◆ Selected excerpt ◆
^^^^^^^^^^^^^^^^

- Born: July 23, 1970 Rosario, Santa Fe, Argentina
- Occupations: Architect, Educator
- Spouse: Georgina Huljich
- Children: 2

= Marcelo Spina =

Argentine-American architect

Marcelo Spina (born July 23, 1970) is an Argentine-American architect (AIA) and educator. He is a partner in PATTERNS, which is a Los Angeles-based architecture firm. He founded PATTERNS in 2002. Since 2001, he has been a Design and Applied Studies Faculty at the Southern California Institute of Architecture, SCI-Arc.

==Education==
In 1994, he graduated with a B.Arch. from the National University of Rosario in Argentina. In 1997, he received a Master in Advanced Architectural Design from the Graduate School of Architecture, Planning and Preservation of Columbia University in New York.

==Career==
Spina's previous employers include Gerardo Caballero Architects, RUR Architects and Keller Easterling in New York. In 1998, he opened his own office Banchini + Spina Arquitectos in Rosario, Argentina. From 2005 to 2009, he served as the coordinator of the Applied Studies Program at SCI-Arc and from 2011 to 2019, as the Architectural Technologies Postgraduate Program. He became a member of the board of trustees in 2016.

^^^^^^^^^^^^^^^^

◆ Stored data ◆
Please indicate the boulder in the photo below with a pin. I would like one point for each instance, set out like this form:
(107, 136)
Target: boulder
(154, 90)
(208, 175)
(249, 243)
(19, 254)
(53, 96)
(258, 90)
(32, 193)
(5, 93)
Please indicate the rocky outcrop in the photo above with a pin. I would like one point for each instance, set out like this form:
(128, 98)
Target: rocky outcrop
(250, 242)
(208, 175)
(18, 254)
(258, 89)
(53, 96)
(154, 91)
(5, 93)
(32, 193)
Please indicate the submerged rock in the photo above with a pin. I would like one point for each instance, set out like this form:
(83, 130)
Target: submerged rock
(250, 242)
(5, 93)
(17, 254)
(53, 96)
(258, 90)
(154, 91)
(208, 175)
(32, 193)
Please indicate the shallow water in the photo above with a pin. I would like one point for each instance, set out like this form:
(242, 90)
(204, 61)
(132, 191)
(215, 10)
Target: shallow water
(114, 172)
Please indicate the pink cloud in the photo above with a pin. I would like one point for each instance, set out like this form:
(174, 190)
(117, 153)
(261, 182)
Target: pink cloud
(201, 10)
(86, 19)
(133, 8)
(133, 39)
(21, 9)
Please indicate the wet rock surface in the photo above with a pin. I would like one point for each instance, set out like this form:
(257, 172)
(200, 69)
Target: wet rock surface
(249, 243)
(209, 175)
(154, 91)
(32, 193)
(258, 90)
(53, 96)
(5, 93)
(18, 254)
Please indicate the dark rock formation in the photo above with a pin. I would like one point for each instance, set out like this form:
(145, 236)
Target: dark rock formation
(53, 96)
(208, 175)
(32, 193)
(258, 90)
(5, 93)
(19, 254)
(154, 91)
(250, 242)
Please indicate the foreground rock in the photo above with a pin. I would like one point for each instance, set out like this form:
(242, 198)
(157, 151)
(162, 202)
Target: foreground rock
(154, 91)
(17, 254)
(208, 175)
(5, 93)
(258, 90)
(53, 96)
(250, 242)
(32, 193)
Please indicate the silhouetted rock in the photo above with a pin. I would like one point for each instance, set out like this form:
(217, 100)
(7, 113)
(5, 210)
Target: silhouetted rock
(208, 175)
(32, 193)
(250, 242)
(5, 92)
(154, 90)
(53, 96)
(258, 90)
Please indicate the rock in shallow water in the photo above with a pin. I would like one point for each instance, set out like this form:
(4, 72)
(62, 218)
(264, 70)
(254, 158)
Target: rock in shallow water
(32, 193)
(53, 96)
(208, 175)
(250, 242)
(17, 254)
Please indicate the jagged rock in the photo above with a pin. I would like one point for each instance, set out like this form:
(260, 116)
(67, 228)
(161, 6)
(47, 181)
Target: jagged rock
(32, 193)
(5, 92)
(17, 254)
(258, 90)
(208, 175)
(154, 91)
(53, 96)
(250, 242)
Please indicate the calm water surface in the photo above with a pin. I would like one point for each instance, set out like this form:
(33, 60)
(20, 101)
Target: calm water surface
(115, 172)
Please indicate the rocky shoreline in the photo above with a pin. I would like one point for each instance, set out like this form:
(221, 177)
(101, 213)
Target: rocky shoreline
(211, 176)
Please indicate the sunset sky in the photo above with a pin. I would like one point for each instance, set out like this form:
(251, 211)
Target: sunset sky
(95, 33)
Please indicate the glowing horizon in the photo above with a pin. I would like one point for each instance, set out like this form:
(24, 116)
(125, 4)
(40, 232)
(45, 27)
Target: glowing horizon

^^^^^^^^^^^^^^^^

◆ Requirement A ◆
Summarize the Marcelo Spina biography in two sentences.
◆ Requirement B ◆
From the Marcelo Spina biography, return the passage from "- Born: July" up to and including "University in New York.".

◆ Task response A ◆
Marcelo Spina, born July 23, 1970, is an Argentine-American architect and educator who founded the Los Angeles-based firm PATTERNS in 2002 and has been on the faculty of SCI-Arc since 2001. He earned a B.Arch. from the National University of Rosario in 1994 and a Master in Advanced Architectural Design from Columbia University in 1997, and in 1998 he opened his own office, Banchini + Spina Arquitectos, in Rosario.

◆ Task response B ◆
- Born: July 23, 1970 Rosario, Santa Fe, Argentina
- Occupations: Architect, Educator
- Spouse: Georgina Huljich
- Children: 2

= Marcelo Spina =

Argentine-American architect

Marcelo Spina (born July 23, 1970) is an Argentine-American architect (AIA) and educator. He is a partner in PATTERNS, which is a Los Angeles-based architecture firm. He founded PATTERNS in 2002. Since 2001, he has been a Design and Applied Studies Faculty at the Southern California Institute of Architecture, SCI-Arc.

==Education==
In 1994, he graduated with a B.Arch. from the National University of Rosario in Argentina. In 1997, he received a Master in Advanced Architectural Design from the Graduate School of Architecture, Planning and Preservation of Columbia University in New York.